REQUIRED WORK:
Reproduce, word for word, the part of the text about the proposed Central Tax Court that opens with the words containing "2.29. There is" and closes with "fact finding authority.".
::: READING TEXT :::
When the entry deals with jurisdiction and power of court, it comprehends both the creation of courts, conferment of power and jurisdiction or extinguishment thereof. Entry 95 enables the Parliament to deal with the jurisdiction of a High Court. Therefore, on a conspectus of all these entries, Parliament will have power by law to set up a Central Tax Court or as the office of the Ministry of Finance would like to describe it as National Court of Direct Taxes. Undoubtedly, the officers of the Ministry of Finance conceived it as an administrative tribunal under Article 323B of the Constitution. The Commission is of the firm opinion that such a Central Tax Court should not be a tribunal, but a Court of Appeal with all its trappings and having an all-India jurisdiction.

Those who favoured to set up a national tribunal under Article 323B appeared to have overlooked the fact that suitable legislation will have to be enacted for that purpose. If law has to be enacted, it would be comparatively advantageous to set up a Central Tax Court rather than a tribunal envisaged by Article 323B. Now that it is intended to confer jurisdiction on the proposed Central Tax Court to deal with constitutionality of tax legislation, a tribunal would be of no use. Tribunal cannot examine the constitutionality of a statute or subordinate legislation. This approach may, as a whole, defeat the charge of tribunalisation of justice, therefore, the Commission is of the firm opinion that a Central Tax Court/National Court of Direct Taxes be set up under an Act of Parliament having all-India jurisdiction.

2.29. There is near unanimity of opinion that Income-Tax Appellate Tribunal has immensely justified its existence and largely vindicated the trust reposed in it. It has, therefore, to be retained with its regional jurisdiction. It would be the last fact finding authority.

2.30. The proposed Central Tax Court will have jurisdiction to entertain appeal against the decision of the Income-Tax Appellate Tribunal on a question of law. As a at present provided, findings of facts by the Income-Tax Appellate Tribunal shall be final. Every appeal filed before the Central Tax Court shall be listed for admission before a Bench of the Court. If the Bench is satisfied that the appeal does not disclose a question of law, it would have jurisdiction to dismiss it in limine.

If at the time of admission, the Bench of the Central Tax Court hearing the appeal is satisfied that the appeal discloses a question or questions of law, it should frame the question or questions and the appeal would be admitted limited to those questions. Guidance in this behalf may be obtained from section 100 of the Code of Civil Procedure, 1908. Final hearing of the appeal will be confined to the question or questions of law so framed unless the bench hearing the appeal considers, in the circumstances of the case, appropriate to allow any other question of law arising from the judgment of the Income-Tax Appellate Tribunal which needs to be examined by it.
::: INFORMATION SUPPLIED :::
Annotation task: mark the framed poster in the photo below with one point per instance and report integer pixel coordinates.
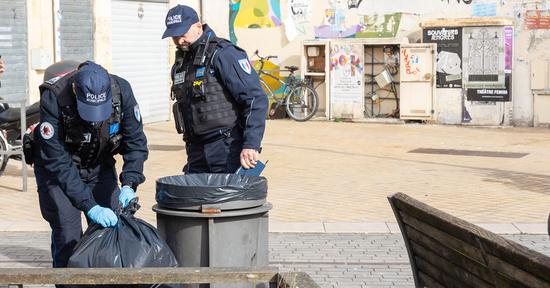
(492, 90)
(449, 54)
(483, 57)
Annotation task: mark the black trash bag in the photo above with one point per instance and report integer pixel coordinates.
(132, 243)
(182, 191)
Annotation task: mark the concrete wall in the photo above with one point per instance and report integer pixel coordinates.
(40, 34)
(13, 48)
(76, 30)
(529, 45)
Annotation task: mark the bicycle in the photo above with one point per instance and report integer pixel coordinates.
(299, 97)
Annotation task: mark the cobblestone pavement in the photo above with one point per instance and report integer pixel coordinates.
(333, 260)
(327, 172)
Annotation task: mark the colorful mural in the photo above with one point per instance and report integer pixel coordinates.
(298, 18)
(253, 14)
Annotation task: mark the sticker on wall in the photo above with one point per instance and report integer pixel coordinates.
(537, 19)
(346, 77)
(379, 26)
(484, 9)
(483, 57)
(496, 93)
(299, 17)
(253, 14)
(449, 54)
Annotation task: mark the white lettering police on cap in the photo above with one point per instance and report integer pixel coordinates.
(173, 19)
(46, 130)
(245, 65)
(92, 98)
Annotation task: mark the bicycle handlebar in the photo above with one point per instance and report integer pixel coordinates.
(266, 57)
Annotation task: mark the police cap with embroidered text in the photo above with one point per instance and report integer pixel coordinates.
(178, 20)
(93, 92)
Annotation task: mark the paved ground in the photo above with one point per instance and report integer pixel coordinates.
(333, 260)
(334, 177)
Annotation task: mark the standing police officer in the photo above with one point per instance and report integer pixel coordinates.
(220, 107)
(86, 117)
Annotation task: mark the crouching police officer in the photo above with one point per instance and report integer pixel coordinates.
(86, 117)
(220, 107)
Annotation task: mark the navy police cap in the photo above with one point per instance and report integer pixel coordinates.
(178, 20)
(93, 92)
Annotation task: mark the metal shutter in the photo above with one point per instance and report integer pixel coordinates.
(13, 48)
(141, 57)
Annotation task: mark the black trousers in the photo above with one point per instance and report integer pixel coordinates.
(63, 217)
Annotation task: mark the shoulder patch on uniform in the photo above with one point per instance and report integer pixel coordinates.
(137, 114)
(245, 65)
(53, 80)
(46, 130)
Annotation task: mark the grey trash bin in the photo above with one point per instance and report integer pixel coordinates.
(215, 220)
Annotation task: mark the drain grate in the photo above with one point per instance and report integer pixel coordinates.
(469, 153)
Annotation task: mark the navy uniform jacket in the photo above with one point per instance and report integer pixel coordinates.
(54, 157)
(244, 86)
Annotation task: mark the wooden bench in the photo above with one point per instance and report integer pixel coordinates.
(17, 277)
(445, 251)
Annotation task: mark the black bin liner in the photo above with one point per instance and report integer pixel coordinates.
(133, 243)
(181, 191)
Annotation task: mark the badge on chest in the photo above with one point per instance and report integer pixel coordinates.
(179, 78)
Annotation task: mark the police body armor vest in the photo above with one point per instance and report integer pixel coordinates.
(203, 105)
(87, 145)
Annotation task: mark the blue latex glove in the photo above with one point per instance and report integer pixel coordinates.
(102, 216)
(126, 195)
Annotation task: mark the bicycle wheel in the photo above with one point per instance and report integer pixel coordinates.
(3, 157)
(302, 102)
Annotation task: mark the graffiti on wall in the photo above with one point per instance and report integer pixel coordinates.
(537, 19)
(382, 26)
(299, 16)
(484, 57)
(459, 1)
(253, 14)
(484, 9)
(411, 61)
(346, 66)
(354, 3)
(370, 26)
(449, 54)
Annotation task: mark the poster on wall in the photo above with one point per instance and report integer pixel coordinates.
(500, 94)
(484, 61)
(449, 55)
(299, 16)
(253, 14)
(346, 74)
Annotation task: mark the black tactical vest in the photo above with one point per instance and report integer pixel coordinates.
(203, 106)
(87, 144)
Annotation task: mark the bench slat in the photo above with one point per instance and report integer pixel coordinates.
(510, 271)
(434, 237)
(437, 274)
(428, 281)
(457, 272)
(135, 275)
(455, 257)
(529, 261)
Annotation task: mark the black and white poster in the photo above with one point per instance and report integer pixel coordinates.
(449, 55)
(490, 74)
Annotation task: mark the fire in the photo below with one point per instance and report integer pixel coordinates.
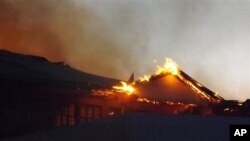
(128, 89)
(145, 78)
(169, 67)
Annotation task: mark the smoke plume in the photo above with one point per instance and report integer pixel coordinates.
(63, 31)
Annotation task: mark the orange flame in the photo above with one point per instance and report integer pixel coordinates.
(169, 67)
(145, 78)
(128, 89)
:::
WRITTEN RESPONSE:
2.29. There is near unanimity of opinion that Income-Tax Appellate Tribunal has immensely justified its existence and largely vindicated the trust reposed in it. It has, therefore, to be retained with its regional jurisdiction. It would be the last fact finding authority.